* AUSGEWÄHLTER AUSZUG
········

Wege zum neuen Normal

Jetzt ist es in den letzten Tagen sehr schnell gegangen, überall Öffnungen, überall sucht man Wege zurück zur Normalität – und genau in dieser Phase, so mein Eindruck, haben unsere Politikerinnen und Politiker ihre größte Bewährungsprobe noch vor sich. Es geht jetzt darum, vernünftig und maßvoll zu bleiben, es geht darum, der Wissenschaft weiter eine gewichtige Stimme zu geben und nicht populistisch zu überdrehen, es geht darum, der Versuchung zu widerstehen, uns allen die falschen Geschenke zu machen.

········

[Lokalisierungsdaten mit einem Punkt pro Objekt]

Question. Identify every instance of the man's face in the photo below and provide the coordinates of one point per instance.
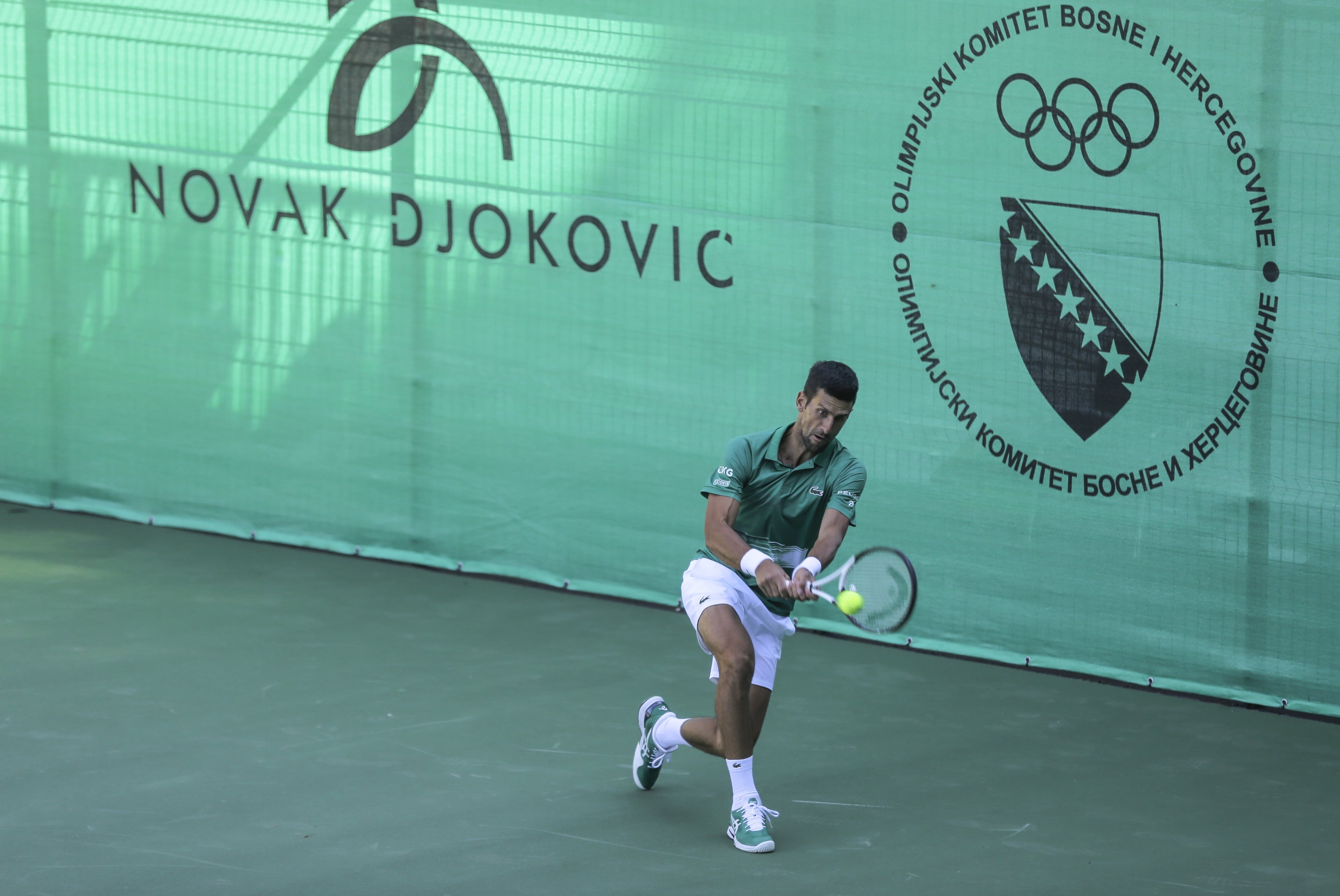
(821, 419)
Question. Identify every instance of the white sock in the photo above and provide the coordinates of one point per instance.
(666, 732)
(742, 781)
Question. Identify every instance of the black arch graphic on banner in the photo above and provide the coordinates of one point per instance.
(376, 45)
(335, 6)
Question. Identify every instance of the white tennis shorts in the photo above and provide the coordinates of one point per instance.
(707, 583)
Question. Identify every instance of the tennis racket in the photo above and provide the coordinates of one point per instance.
(885, 579)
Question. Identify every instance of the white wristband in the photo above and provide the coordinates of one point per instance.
(749, 563)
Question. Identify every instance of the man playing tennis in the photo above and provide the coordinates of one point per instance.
(778, 511)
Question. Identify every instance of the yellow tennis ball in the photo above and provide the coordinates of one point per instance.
(850, 602)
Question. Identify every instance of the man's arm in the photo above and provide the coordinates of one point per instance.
(727, 546)
(831, 532)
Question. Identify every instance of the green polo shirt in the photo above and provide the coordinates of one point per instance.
(783, 507)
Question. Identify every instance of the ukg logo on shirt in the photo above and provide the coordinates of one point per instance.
(376, 45)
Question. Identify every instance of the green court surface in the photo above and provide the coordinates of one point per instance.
(192, 714)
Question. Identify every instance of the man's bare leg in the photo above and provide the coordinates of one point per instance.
(742, 705)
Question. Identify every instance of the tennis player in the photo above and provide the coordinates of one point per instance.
(778, 511)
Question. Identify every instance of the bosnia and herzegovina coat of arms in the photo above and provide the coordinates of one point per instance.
(1085, 290)
(1083, 284)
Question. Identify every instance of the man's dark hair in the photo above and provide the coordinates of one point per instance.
(834, 378)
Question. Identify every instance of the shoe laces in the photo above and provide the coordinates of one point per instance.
(658, 756)
(756, 816)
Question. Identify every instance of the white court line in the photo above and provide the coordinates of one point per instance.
(855, 806)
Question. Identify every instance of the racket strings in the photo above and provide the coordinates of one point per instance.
(886, 586)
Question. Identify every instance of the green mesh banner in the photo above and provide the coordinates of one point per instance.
(491, 287)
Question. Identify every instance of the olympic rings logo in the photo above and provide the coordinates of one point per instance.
(1064, 125)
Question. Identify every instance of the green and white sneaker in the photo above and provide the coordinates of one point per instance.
(648, 757)
(751, 828)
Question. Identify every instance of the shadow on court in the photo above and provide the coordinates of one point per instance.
(188, 714)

········

* DETAILS ZUR AUFGABE
Schreib den Auszug ab, beginnend mit "Jetzt ist es" bis einschließlich "Geschenke zu machen.", und benenne dabei "Wissenschaft" in "Forschung" um. Die Auflistung spielt hierfür keine Rolle.

* SCHRIFTLICHE LÖSUNG
Jetzt ist es in den letzten Tagen sehr schnell gegangen, überall Öffnungen, überall sucht man Wege zurück zur Normalität – und genau in dieser Phase, so mein Eindruck, haben unsere Politikerinnen und Politiker ihre größte Bewährungsprobe noch vor sich. Es geht jetzt darum, vernünftig und maßvoll zu bleiben, es geht darum, der Forschung weiter eine gewichtige Stimme zu geben und nicht populistisch zu überdrehen, es geht darum, der Versuchung zu widerstehen, uns allen die falschen Geschenke zu machen.